• SET EXERCISE A: Copy the stretch from "Demographic spiral" through "it: low-low fertility." in the article on Europe's falling birth rates.

• PAGE TEXT:
--- Begin ---

Unbelievably low birth rates have put the continent in demographic free fall
When people think about Italy, they often imagine scores of children with their parents and relatives sitting around a table with a delicious, steaming pot of pasta.
Demographic spiral
But the reality is that few Italians have more than one child these days. Many Italian children no longer know what it is to have cousins or aunts and uncles — and this isn’t unique to Italy. For the past two generations, birth rates have been declining steadily in every European country. The birth rate is so low that demographers across the continent had to invent a new term to define it: low-low fertility.
“This is not the slow road. It’s the fast road to population suicide,” said Steven Mosher, president of the Population Research Institute and a member of Legatus’ Northern New Jersey Chapter. “There are 15 to 16 countries in Europe which lose population every year. Antonio Golini of the University of Rome said that in 100 years, the great cathedrals in Italy will exist only as museums and the ticket sellers will be Albanian Muslims.”
Nicholas Eberstadt, a Harvard University political economist and demographer at the American Enterprise Institute, is equally perplexed. “Demographers look at two different takes — total births and the total fertility rate or births per woman. On average, Europe is far below population stability.”

--- End ---

• EXTRACTED DATA:
--- Begin ---

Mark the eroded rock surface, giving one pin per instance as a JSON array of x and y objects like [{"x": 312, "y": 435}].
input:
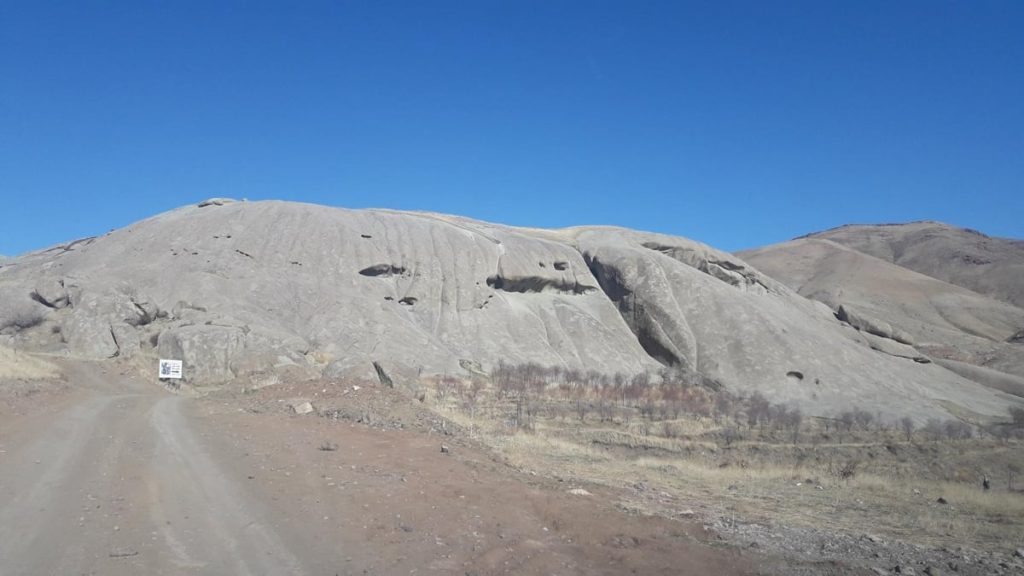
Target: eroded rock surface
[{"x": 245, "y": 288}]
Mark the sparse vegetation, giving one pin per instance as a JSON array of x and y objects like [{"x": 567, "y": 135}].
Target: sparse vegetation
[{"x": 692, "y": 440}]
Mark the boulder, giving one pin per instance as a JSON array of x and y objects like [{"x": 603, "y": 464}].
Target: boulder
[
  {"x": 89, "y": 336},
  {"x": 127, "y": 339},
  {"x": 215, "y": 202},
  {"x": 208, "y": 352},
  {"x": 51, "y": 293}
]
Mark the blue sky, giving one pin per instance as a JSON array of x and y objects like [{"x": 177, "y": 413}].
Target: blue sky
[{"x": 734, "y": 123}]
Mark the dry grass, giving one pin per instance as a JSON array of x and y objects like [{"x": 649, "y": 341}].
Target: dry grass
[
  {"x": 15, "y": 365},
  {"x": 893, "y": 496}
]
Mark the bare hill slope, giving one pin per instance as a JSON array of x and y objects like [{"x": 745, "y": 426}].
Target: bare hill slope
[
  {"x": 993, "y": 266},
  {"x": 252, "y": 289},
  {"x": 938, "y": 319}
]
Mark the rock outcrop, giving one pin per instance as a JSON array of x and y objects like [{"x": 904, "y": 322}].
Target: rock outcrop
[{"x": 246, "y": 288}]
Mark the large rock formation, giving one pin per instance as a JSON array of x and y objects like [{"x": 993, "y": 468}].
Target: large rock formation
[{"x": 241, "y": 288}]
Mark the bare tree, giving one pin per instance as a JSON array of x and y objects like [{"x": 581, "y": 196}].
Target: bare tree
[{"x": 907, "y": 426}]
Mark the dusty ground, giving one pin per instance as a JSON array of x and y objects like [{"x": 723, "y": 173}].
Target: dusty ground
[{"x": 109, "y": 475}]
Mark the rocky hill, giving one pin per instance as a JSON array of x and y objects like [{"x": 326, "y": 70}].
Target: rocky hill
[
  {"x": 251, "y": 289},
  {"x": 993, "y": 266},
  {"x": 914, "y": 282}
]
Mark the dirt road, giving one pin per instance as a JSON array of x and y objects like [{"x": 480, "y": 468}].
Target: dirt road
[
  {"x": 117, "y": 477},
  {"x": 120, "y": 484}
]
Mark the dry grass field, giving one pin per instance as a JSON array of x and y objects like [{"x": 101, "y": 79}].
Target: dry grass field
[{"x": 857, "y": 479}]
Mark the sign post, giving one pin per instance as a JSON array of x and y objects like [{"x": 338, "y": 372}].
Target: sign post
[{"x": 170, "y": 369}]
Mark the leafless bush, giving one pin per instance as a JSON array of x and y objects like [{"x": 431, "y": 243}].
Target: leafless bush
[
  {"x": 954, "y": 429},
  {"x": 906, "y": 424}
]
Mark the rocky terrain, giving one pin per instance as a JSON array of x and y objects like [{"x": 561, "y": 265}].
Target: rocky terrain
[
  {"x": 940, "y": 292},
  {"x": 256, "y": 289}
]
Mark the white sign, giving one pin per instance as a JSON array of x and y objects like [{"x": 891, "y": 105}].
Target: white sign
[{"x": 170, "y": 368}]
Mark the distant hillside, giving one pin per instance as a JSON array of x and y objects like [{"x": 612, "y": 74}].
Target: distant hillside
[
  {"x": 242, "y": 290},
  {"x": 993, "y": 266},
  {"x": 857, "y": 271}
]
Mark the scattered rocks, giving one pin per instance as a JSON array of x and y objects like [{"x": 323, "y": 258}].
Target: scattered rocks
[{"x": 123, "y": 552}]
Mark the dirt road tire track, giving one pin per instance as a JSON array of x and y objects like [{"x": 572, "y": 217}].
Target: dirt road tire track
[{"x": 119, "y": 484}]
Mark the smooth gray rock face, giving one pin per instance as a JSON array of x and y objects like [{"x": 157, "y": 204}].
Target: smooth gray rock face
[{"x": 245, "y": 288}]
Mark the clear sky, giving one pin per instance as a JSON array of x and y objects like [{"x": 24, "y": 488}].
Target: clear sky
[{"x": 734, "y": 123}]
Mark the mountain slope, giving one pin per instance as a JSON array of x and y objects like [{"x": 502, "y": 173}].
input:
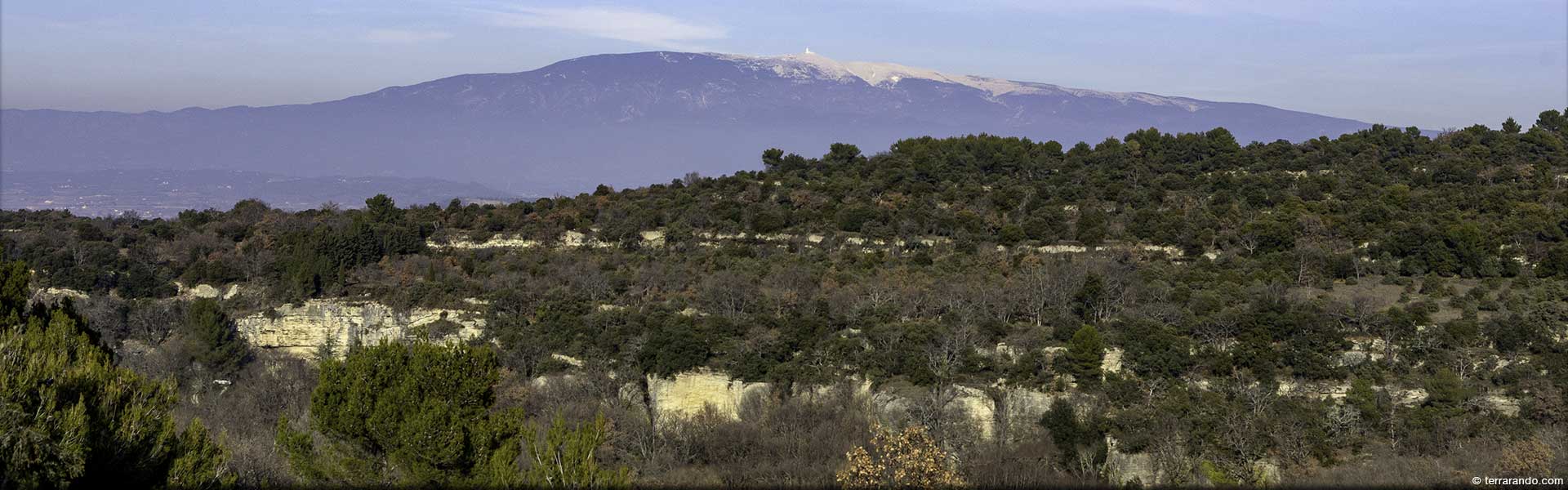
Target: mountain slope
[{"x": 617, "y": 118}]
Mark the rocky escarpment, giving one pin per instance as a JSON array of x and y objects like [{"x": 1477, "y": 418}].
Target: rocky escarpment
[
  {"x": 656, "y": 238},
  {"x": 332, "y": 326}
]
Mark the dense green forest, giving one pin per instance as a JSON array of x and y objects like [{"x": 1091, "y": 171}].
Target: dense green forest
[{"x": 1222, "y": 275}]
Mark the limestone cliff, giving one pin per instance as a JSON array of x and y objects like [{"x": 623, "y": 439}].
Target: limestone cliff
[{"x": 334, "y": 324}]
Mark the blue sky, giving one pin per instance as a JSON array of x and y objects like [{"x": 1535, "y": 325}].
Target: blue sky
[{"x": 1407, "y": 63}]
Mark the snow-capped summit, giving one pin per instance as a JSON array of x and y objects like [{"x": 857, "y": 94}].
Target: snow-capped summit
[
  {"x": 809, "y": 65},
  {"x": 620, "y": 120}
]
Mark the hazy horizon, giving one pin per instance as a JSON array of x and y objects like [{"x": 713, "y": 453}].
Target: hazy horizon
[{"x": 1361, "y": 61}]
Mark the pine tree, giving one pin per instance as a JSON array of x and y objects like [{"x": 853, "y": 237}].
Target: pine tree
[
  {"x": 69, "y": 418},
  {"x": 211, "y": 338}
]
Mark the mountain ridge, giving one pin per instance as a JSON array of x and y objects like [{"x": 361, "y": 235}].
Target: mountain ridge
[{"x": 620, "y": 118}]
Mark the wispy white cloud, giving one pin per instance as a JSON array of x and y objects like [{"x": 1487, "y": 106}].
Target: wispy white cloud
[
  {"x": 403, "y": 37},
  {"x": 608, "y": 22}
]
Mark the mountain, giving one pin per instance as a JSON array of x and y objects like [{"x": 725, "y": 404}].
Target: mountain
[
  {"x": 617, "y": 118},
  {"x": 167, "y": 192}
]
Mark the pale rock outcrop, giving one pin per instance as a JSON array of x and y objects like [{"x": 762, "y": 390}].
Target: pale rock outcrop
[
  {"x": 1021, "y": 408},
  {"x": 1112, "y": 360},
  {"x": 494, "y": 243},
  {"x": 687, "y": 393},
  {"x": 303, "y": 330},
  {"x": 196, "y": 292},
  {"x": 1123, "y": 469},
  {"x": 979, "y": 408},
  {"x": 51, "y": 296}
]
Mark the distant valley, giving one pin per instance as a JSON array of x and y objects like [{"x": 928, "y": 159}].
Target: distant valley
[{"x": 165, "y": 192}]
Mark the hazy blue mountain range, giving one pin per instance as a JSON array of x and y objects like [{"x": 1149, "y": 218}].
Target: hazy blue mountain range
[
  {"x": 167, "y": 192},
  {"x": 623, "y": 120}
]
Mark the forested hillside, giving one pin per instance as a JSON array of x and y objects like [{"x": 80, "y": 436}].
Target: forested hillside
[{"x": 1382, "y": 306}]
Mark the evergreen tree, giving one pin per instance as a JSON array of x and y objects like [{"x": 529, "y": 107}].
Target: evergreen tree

--- End ---
--- Begin ---

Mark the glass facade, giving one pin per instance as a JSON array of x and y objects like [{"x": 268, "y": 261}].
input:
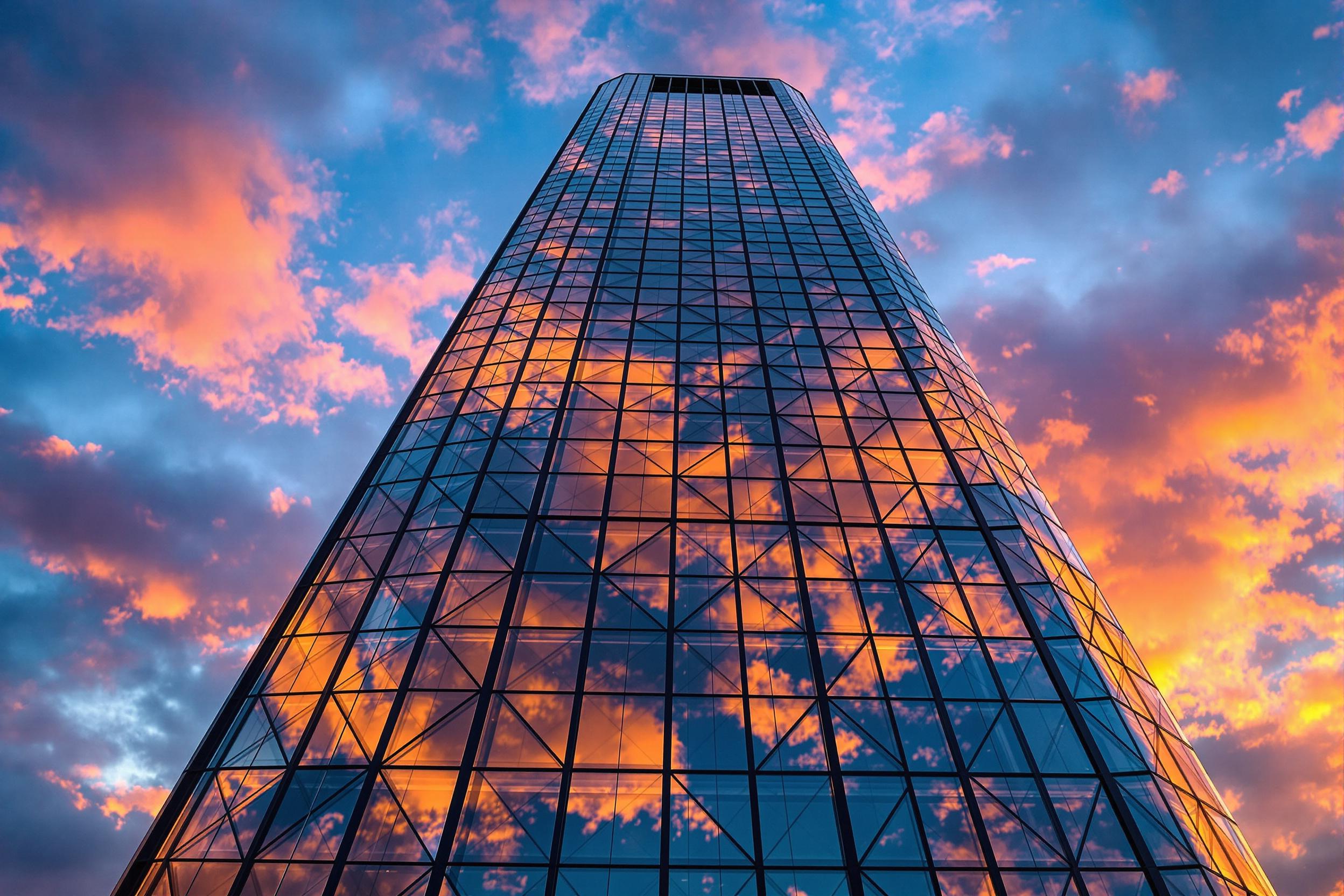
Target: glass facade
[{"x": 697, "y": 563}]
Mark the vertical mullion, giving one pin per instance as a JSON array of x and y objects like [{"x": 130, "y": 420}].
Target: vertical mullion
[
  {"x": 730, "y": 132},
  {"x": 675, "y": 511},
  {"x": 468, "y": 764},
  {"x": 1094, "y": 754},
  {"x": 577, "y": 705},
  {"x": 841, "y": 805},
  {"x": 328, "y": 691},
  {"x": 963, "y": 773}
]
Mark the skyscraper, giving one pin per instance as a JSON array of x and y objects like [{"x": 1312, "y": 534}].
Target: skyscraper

--- End ---

• SET EXERCISE B: Return every line of the records containing the word "white".

• TASK ANSWER A:
Demographic spiral
But the reality is that few Italians have more than one child these days. Many Italian children no longer know what it is to have cousins or aunts and uncles — and this isn’t unique to Italy. For the past two generations, birth rates have been declining steadily in every European country. The birth rate is so low that demographers across the continent had to invent a new term to define it: low-low fertility.

• TASK ANSWER B:
Mark the white sign, giving one pin per instance as a JSON array of x and y objects like [{"x": 891, "y": 105}].
Target: white sign
Mark the wispy white cloud, giving one pin per instance as a JSON array of x and y objects like [{"x": 1487, "y": 106}].
Target: wispy white cloud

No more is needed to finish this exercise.